Exercise: Copy the items starting at the line that contains "of the bush" and ending at the end of the items, swapping "bush" for "shrub" and leaving everything else unchanged.

Input rows:
_ _ _

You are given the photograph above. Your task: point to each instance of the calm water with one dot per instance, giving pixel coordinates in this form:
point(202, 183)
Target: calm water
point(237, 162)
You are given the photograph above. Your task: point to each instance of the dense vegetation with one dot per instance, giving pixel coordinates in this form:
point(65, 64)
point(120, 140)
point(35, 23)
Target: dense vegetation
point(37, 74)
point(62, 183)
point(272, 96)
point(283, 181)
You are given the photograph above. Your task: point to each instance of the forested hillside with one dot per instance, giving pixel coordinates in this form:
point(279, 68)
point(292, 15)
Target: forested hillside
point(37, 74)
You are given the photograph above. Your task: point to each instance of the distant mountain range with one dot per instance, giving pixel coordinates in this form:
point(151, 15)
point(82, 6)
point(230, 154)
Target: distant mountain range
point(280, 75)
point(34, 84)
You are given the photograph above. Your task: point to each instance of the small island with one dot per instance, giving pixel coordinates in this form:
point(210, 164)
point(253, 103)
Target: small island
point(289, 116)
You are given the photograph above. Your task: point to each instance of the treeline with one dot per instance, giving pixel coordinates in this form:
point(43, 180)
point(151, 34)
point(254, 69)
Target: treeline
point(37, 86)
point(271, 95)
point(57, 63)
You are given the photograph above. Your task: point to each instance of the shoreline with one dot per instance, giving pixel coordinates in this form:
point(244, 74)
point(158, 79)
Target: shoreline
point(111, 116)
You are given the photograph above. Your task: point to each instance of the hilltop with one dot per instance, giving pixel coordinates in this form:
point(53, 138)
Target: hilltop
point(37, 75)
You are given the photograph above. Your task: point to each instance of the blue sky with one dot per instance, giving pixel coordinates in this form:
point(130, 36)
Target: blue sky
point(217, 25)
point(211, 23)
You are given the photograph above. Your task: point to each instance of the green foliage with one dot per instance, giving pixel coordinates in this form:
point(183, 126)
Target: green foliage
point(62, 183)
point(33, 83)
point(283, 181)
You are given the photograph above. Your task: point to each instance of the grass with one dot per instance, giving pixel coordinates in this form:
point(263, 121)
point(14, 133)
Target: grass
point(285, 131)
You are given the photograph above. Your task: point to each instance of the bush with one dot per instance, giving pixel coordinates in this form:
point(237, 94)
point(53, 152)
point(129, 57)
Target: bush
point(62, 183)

_ _ _

Full response:
You are given the photograph above. Your task: point to each instance of the shrub with one dot per instance, giving pixel coordinates in this form:
point(237, 94)
point(53, 152)
point(129, 57)
Target: shrub
point(62, 183)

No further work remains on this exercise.